§ Written request
Please locate each line in the material below that contains the string "grass" and copy those lines. Case counts.

Start of Records shown

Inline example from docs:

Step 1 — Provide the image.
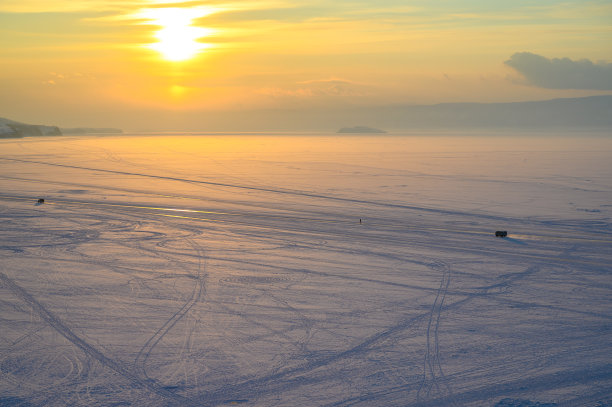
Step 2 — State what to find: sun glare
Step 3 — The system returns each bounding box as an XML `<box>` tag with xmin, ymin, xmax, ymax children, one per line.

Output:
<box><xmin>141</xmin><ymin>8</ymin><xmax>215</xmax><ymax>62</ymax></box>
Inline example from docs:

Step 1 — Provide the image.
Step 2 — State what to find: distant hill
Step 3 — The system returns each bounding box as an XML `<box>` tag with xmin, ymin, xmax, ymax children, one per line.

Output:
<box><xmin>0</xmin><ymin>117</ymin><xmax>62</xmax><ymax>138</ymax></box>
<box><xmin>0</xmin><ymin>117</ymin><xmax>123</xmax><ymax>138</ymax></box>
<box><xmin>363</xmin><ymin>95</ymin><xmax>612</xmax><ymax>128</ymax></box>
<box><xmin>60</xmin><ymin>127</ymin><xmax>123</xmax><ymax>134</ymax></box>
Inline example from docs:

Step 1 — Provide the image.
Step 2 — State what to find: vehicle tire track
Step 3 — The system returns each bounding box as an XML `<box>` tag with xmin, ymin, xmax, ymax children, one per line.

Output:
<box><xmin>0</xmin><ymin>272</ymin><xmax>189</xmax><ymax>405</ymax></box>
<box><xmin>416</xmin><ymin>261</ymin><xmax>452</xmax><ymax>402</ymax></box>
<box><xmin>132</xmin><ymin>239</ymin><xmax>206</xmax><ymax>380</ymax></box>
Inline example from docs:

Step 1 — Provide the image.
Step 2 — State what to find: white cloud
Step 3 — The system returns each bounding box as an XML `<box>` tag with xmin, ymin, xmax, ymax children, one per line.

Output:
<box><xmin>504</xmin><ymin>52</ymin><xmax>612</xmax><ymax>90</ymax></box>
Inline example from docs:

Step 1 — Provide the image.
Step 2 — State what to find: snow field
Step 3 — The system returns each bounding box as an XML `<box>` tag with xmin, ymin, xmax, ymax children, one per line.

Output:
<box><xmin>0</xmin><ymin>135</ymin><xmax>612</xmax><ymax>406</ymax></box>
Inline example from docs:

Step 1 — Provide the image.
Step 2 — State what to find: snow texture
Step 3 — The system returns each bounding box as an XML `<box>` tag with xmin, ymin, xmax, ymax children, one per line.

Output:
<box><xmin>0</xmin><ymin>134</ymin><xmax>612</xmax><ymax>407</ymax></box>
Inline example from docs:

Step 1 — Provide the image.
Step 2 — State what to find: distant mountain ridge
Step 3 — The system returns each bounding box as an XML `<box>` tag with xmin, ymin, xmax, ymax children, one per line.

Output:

End of Records shown
Start of Records shown

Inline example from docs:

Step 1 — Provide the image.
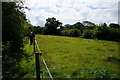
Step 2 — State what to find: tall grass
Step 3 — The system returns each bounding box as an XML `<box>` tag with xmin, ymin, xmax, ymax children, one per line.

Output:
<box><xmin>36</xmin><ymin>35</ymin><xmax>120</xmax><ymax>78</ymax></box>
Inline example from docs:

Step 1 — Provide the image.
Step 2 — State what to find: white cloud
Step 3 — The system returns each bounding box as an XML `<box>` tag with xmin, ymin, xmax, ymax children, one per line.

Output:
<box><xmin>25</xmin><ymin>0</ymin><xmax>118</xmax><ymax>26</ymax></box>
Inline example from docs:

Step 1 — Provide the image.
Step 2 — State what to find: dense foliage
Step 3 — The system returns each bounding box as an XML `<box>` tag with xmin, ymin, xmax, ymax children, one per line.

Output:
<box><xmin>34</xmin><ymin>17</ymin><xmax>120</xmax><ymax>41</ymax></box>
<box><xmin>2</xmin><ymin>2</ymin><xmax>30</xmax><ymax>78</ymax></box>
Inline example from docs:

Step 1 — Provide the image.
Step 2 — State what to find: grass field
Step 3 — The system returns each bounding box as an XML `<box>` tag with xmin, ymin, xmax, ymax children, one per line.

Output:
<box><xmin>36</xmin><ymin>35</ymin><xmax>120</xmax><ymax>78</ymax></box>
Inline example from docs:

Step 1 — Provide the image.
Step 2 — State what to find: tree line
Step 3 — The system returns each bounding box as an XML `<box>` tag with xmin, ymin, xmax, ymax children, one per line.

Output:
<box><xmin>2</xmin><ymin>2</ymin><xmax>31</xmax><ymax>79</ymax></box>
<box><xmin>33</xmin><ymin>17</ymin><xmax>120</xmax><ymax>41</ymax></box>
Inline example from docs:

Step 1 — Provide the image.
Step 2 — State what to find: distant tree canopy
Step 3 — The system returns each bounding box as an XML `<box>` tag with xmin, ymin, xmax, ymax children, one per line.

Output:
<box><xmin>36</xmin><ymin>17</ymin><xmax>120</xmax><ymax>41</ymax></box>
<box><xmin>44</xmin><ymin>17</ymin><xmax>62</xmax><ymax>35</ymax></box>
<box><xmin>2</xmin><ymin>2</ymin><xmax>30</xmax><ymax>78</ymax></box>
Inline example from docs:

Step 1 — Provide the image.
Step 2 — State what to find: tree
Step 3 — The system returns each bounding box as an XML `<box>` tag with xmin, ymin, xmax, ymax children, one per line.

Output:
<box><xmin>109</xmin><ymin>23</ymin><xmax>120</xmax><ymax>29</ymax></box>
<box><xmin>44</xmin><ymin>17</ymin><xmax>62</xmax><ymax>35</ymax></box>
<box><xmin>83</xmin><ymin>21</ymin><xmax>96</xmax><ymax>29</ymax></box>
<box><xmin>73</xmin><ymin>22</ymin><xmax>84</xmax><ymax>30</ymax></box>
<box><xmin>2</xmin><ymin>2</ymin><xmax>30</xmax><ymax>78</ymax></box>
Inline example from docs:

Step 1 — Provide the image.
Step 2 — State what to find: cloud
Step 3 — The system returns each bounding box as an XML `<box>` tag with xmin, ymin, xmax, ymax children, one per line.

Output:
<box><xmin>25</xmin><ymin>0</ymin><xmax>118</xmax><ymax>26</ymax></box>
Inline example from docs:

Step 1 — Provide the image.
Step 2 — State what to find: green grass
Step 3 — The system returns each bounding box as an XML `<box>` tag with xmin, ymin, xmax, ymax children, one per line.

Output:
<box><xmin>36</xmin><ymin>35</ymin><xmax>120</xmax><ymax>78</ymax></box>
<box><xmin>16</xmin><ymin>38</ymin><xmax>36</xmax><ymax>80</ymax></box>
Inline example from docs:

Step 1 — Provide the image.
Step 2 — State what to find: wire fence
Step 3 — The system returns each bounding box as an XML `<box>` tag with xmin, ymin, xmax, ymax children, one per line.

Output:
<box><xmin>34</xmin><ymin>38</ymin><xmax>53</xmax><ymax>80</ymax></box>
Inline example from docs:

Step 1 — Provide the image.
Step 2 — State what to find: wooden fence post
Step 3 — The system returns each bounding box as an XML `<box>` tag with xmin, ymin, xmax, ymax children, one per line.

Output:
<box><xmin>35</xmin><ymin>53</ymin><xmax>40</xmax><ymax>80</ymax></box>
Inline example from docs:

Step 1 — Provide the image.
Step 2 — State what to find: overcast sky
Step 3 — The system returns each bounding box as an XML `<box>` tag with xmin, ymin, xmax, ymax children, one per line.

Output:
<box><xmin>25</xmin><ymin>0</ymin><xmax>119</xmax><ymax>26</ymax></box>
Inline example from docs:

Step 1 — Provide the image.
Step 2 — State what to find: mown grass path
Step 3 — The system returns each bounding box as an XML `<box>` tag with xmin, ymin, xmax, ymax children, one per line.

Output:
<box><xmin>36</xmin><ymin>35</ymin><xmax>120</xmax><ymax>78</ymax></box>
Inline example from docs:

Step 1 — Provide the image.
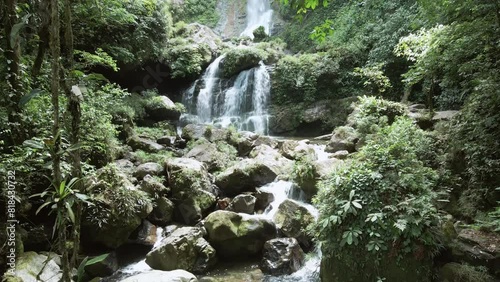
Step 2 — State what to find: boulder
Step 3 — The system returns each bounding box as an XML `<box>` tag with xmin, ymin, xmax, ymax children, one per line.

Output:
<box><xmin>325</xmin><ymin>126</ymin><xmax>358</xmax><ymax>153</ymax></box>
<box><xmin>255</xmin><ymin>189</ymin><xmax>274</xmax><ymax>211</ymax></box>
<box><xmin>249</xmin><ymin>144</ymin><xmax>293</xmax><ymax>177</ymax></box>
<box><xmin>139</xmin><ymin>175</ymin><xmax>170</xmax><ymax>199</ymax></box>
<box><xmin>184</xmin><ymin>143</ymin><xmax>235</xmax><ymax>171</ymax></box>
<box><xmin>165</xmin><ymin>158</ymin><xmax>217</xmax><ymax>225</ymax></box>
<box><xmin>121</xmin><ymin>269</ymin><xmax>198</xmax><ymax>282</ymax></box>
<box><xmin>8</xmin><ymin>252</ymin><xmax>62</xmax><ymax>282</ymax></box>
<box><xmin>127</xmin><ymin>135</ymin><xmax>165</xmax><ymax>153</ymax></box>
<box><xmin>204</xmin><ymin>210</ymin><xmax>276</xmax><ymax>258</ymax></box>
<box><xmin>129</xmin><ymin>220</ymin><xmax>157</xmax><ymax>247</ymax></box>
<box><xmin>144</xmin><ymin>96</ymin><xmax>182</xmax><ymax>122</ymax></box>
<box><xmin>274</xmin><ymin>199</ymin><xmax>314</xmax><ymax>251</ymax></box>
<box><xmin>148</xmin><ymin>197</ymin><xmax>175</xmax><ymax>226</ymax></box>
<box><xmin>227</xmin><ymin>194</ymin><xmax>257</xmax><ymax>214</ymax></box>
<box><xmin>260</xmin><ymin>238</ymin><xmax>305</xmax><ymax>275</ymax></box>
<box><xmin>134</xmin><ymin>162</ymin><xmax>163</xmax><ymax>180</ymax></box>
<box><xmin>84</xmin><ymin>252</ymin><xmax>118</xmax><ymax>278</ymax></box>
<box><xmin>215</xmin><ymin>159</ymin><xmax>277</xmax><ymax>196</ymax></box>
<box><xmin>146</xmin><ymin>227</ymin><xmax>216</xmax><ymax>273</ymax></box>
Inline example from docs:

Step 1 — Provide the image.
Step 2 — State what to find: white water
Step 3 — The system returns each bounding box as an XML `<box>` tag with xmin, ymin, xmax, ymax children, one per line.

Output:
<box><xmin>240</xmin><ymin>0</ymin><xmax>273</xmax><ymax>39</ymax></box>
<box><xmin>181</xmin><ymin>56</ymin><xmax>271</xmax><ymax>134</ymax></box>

End of Records shown
Start of Records shown

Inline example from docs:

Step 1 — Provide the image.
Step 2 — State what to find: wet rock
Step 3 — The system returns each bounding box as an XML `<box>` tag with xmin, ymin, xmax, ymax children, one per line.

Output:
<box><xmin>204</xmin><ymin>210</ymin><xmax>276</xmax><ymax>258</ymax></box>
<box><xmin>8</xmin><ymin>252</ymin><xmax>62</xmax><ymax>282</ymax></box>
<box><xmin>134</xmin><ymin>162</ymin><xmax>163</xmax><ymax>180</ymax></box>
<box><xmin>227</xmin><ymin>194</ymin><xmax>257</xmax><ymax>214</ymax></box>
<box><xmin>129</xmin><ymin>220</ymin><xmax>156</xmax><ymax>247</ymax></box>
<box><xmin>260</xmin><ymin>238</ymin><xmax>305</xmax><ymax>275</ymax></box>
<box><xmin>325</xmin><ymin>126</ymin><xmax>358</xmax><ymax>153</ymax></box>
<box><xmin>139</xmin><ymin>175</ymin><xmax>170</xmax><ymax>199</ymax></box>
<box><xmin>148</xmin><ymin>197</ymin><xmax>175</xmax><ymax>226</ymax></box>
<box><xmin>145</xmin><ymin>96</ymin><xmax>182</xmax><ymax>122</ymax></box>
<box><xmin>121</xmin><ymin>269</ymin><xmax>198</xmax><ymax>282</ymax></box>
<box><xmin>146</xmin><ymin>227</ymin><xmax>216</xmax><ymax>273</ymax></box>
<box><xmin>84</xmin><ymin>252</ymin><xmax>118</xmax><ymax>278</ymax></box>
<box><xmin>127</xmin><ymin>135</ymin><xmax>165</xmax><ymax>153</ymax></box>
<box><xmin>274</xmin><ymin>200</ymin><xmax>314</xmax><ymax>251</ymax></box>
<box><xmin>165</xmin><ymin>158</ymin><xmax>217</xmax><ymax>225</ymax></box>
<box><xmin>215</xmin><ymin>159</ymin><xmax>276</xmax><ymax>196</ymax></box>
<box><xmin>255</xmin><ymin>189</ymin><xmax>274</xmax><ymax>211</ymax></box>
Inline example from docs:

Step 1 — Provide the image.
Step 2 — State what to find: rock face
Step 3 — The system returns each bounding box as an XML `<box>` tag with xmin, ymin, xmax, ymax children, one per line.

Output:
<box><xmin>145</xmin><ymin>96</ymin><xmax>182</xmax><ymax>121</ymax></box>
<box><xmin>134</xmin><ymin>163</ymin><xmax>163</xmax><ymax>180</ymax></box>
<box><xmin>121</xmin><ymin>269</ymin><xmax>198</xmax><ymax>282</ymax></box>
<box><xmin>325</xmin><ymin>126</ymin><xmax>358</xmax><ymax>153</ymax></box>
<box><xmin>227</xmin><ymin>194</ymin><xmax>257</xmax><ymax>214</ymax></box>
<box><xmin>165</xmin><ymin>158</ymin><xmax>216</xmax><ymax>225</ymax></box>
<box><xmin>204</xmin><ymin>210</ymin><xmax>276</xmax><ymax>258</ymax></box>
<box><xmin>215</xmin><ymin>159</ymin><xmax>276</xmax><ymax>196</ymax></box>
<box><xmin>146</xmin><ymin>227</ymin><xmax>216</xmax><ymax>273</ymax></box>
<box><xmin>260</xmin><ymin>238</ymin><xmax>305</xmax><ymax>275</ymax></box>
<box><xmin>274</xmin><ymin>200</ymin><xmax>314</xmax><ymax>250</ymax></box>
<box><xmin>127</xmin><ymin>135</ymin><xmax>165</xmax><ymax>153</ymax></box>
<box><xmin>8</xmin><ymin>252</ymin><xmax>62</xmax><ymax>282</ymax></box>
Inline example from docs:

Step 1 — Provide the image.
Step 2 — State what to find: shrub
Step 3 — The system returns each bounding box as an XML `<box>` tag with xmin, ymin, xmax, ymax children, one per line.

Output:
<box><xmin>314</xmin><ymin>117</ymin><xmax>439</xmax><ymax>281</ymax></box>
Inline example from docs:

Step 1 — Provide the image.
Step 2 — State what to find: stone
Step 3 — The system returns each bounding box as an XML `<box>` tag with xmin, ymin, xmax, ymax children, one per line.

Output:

End of Records shown

§ Answer for the task
Step 2 — State what to find: tall grass
Step 2 — State what to find: grass field
Step 2 — State what to find: green grass
Step 2 — State what to find: mown grass path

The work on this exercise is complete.